• _Your goal_:
Answer these questions from the passage on the Clovis burial.
1. Where was the boy's body interred?
2. By at least how many years ago had the coastal strain reached Monte Verde in Chile?
3. About what percentage of modern Native Americans have the boy's maternal sequence?

• _Document passage_:
====================

Much of the evidence supporting the routes and dates of migration is derived from the genomic sequencing of well-preserved ancient human remains. The dates of some of these coincide with the projected timespan of the Clovis Culture, a culture primarily defined by the shapes of their arrowheads and knives. Only recently have human remains been unearthed that tied the genes to a Clovis Culture burial site. The remains were of a less than 2 year old boy and his bones were surrounded by Clovis artifacts. The body was interred between 12,707 and 12,556 years ago in central Montana. His genome sequence on the maternal side belongs to the strain of humans who advanced down the Pacific Coast beginning around 17,000 years ago and reached Monte Verde in Chile at least 14,600 years ago. Only about 1.4% of modern Native Americans have the sequence, it is more commonly seen in indigenous people in Central and South America. On the other hand, in the Y chromosome is a sequence still seen in many of today's Native Americans.

====================

• _Provided information_:
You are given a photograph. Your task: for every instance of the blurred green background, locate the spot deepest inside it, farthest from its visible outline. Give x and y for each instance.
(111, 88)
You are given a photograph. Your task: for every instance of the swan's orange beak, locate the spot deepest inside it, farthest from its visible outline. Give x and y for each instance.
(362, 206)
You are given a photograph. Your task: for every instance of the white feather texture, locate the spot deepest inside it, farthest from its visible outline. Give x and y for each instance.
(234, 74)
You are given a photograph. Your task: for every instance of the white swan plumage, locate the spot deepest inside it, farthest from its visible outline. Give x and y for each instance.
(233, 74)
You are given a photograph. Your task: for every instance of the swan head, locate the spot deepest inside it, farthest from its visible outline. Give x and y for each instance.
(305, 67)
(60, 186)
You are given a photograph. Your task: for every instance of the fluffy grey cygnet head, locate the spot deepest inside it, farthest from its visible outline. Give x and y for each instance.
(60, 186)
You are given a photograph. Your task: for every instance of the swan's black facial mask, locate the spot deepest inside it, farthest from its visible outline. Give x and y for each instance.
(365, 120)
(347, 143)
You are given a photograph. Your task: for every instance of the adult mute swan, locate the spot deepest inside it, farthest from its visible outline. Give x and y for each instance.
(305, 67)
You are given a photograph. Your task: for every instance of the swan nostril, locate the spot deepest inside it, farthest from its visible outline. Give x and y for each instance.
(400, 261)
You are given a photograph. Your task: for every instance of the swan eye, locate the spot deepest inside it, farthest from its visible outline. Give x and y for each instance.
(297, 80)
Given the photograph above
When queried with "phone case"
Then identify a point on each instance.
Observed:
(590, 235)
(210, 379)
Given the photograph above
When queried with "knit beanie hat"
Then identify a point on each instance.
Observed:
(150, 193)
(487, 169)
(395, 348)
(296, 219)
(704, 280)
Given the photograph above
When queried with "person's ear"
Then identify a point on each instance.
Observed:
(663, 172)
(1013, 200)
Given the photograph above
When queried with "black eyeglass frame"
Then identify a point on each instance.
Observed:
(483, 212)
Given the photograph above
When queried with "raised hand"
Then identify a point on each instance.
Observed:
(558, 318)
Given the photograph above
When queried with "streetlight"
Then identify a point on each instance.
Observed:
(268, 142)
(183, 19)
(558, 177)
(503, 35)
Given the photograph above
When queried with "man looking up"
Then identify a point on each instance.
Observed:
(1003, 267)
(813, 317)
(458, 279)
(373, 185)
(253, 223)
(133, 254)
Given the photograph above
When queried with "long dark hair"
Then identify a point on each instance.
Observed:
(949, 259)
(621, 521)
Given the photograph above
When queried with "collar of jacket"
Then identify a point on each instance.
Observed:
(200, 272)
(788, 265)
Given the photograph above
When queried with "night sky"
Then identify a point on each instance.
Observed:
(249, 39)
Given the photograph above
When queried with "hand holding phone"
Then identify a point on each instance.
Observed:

====================

• _Task solution_:
1. In central Montana.
2. At least 14,600 years ago.
3. About 1.4%.